* _What is required_
Please answer from the Hamburg Ballet article below: what was the title of the Ballet Workshop given on September 9, 1973?

General information
- Local name: Hamburg Ballett
- Year founded: 1973
- Founders: John Neumeier
- Principal venue: Ballettzentrum Hamburg Caspar-Voght-Straße 54, 20535 Hamburg, Germany
- Website: www.hamburgballett.de

Senior staff
- Director: John Neumeier

Other
- Orchestra: Hamburg State Opera
- Official school: Ballettschule des Hamburg Ballett
- Formation: Principal; Soloist; Corps de Ballet;

= Hamburg Ballet =

German ballet company

The Hamburg Ballet is a ballet company based in Hamburg, Germany. Since 1973, it has been directed by the American dancer and choreographer John Neumeier. In addition there is a ballet school, School of the Hamburg Ballet, established in 1978. The performances of the Hamburg Ballet are usually held at the Hamburg State Opera, while the training and education facility is the Ballettzentrum Hamburg – John Neumeier.

==History==
On August 16, 1973, John Neumeier took over as ballet Director and Chief Choreographer of the ballet department of the Hamburg State Opera. At that time the dancers worked at the opera the whole time, as the opera house included the stage and the ballet studios.

The first performance of the company under the new leadership was a Ballet Workshop ("Ballett-Werkstatt") titled "Classical Technique in Modern Choreographies" on September 9, 1973. Later the Ballet Workshops developed into a hallmark of The Hamburg Ballet. On September 30, 1973, the dancers presented their first program with Divertimento No. 15, Allegro Brillante, Désir and Jeu de cartes.

* _Exercise data_
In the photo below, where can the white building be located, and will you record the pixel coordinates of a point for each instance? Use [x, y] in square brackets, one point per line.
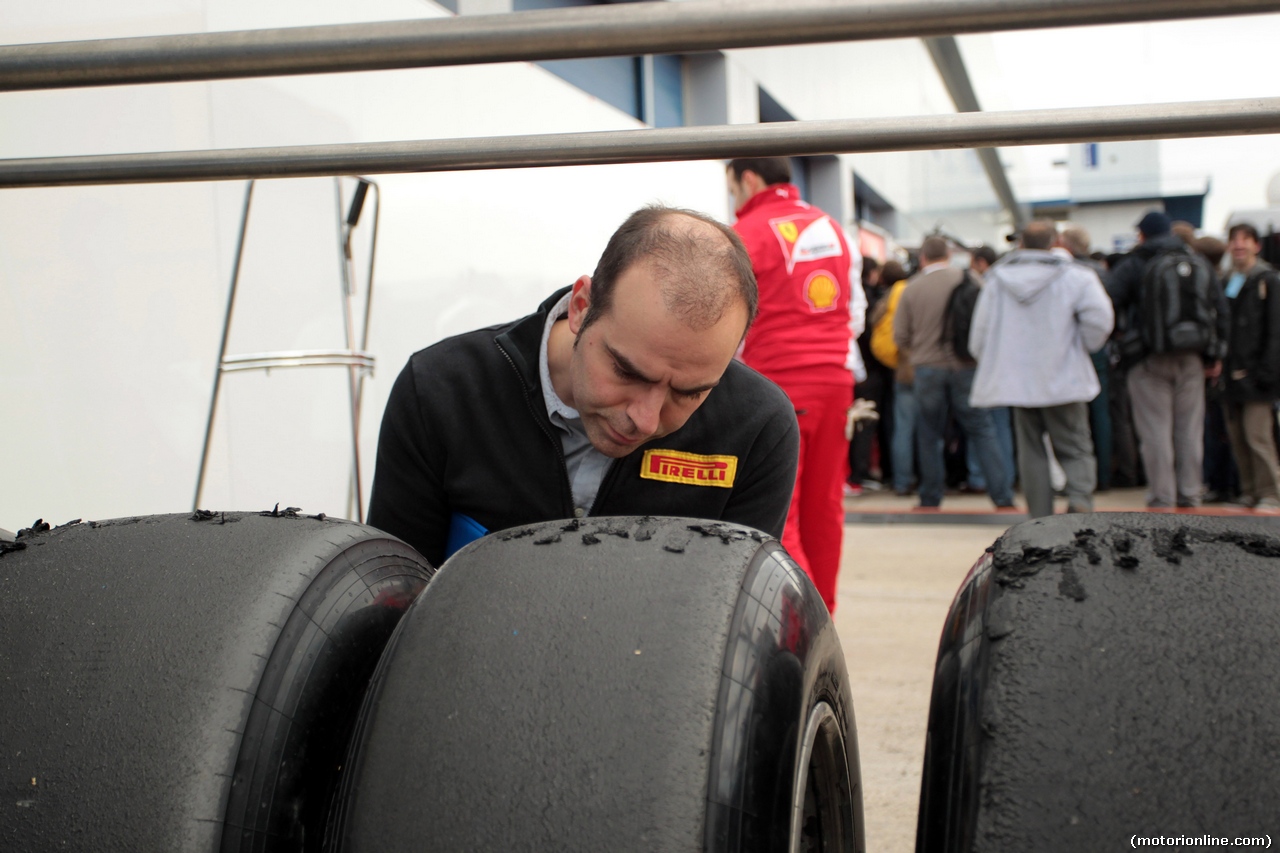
[113, 297]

* _Response below_
"Classical Technique in Modern Choreographies"